### Study text

Start of Block

Visceral Bruckner from the baton of Jascha Horenstein (1989-1973), here leading the BBC Northern Symphony (3 July 1963) from the Cheltenham Festival. The vigor of the first movement proves quite compelling, given Bruckner’s penchant for alternating periods of motoric, driving sound and moments of floating repose. The tremolando strings set an aura of mysticism over which horns and tympani sweep forth. The trick to all this is to establish an inner pulsation that unites the varying episodes without disruption. The five-note chorale pattern set by the BBC brass becomes feverishly insistent by the end of the recapitulation, a kind of Wagnerian evocation of a Roman triumph. The last chord lands with an explosive thud, after which the audience stirs restlessly.
A great yearning permeates the Adagio even as it maintains a liquid transparency in the parts. The cello line enjoys a suave extension, while the basses and muted horns urge a stately chorale. The various allusions to Wagner motifs proceed without particular histrionics, even as the interior lines retain a febrile luster. The Scherzo opens with the softest swirl of sound, only to explode into pounding surf, a sea of heroic gestures. The secondary subject swaggers with the Austrian countryside. Aerial, muscular and delicate at once, the da capo punches forward, a frothy radiance that leads directly to the eddies of the final Allegro. The second subject trips a sensuous combination of laendler and Schubertian mysticism. Horenstein’s thorough assimilation of the Austro-Hungarian tradition remains entirely idiomatic, spoken without an accent. The frenetic coda, to my ear, is a poor moment in orchestral transition on the composer’s part; let the acolytes accuse me of heresy. Horenstein, nonetheless, drives the music forward despite the lulls in the text to a fiery conclusion, the tympani and brass just this side of Bedlam. A conclusive thud, and the audience is off to the races.

End of Block

### Data records
Start of Block

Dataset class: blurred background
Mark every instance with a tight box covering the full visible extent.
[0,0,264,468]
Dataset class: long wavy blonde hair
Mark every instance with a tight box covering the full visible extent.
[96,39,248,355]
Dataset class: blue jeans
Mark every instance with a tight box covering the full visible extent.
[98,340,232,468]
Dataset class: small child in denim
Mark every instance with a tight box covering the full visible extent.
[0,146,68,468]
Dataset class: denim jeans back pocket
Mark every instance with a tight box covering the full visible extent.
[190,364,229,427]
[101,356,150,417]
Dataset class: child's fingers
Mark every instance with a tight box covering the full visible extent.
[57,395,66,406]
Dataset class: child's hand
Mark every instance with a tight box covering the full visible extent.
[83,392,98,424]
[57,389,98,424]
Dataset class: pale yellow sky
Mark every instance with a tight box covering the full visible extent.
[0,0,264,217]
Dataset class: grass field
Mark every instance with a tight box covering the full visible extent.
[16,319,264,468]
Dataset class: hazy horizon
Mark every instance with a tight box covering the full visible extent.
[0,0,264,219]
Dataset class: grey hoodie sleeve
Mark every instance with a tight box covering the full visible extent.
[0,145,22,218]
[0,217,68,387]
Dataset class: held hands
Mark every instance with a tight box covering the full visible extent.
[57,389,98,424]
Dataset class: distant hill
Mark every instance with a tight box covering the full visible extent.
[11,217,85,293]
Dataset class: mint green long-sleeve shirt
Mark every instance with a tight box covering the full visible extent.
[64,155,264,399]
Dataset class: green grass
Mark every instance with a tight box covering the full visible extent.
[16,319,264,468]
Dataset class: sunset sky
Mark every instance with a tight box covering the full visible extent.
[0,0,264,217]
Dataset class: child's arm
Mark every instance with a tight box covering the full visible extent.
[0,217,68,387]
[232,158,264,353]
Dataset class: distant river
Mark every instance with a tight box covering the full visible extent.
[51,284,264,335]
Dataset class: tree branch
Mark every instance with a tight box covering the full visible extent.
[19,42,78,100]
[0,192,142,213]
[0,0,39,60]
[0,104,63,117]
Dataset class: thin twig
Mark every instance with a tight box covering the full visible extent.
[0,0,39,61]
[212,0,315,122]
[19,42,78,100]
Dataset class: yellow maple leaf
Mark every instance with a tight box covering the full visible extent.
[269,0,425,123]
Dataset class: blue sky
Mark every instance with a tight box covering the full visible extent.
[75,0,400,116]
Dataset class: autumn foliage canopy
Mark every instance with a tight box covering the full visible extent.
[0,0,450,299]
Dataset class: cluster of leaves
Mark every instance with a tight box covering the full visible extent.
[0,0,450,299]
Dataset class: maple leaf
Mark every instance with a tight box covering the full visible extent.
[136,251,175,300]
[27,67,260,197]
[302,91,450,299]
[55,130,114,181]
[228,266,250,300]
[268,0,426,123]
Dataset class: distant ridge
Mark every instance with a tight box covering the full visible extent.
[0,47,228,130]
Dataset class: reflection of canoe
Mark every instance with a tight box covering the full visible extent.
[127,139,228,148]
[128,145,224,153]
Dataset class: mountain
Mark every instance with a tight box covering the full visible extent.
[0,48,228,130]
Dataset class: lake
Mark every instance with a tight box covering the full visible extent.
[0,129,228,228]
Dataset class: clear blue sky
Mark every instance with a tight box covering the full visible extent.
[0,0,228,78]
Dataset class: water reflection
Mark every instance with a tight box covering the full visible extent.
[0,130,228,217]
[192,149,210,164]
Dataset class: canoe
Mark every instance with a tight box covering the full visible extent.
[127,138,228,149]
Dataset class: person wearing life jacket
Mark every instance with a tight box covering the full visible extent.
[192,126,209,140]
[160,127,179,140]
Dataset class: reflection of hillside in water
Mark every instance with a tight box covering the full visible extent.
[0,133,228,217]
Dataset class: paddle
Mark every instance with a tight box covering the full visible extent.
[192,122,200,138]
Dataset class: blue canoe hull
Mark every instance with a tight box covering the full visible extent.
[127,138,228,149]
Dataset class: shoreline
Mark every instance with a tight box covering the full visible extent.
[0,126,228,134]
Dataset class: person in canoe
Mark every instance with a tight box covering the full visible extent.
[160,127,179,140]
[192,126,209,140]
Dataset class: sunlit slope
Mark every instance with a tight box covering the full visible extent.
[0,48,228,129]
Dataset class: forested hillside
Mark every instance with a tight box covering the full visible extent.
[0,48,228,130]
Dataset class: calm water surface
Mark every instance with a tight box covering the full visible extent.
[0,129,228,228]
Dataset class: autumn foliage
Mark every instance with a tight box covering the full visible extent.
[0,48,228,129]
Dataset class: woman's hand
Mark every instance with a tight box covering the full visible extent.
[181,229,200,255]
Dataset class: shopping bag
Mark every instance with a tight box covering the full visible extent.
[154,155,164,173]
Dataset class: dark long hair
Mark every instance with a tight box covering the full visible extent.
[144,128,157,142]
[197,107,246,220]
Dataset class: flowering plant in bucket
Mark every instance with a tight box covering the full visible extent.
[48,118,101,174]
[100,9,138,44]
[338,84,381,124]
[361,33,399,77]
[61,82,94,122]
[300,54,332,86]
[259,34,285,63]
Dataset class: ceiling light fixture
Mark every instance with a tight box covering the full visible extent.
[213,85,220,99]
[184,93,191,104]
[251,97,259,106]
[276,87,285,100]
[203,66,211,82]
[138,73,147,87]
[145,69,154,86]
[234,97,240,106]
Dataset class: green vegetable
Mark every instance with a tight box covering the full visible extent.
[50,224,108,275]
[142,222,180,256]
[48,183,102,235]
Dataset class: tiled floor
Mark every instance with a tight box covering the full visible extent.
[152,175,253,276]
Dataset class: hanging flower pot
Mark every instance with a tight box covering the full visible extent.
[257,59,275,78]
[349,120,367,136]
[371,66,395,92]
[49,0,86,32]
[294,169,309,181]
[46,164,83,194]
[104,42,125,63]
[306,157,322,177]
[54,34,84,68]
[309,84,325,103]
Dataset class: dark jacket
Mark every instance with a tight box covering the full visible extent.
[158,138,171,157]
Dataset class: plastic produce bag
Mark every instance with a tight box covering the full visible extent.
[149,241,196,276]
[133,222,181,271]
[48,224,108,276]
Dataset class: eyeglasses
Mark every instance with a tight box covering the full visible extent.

End of Block

### Parts of the exercise
• a. List every movement the Bruckner concert review names by a tempo or form title.
• b. Supply what comes next in the Bruckner concert review, starting after its last sentence.

### Answers by task
• a. Adagio, Scherzo, Allegro

• b.
Horenstein championed the music of Busoni, and he leads (9 May 1966) the homage a Johann Strauss, the Tanzwalzer, for a special set of concerts for the centenary of the composer’s birth. A slow introduction and four waltzes ensue, later used in the Parma scene of the opera Doktor Faust. The RPO woodwinds chirp in fine tune for the second of these lightweight and ironic jests–texture without melody–at the form, more of Richard than of Johann Strauss. Another delightful addition to Horenstein’s otherwise limited recorded legacy, each item immediately conferred cult status.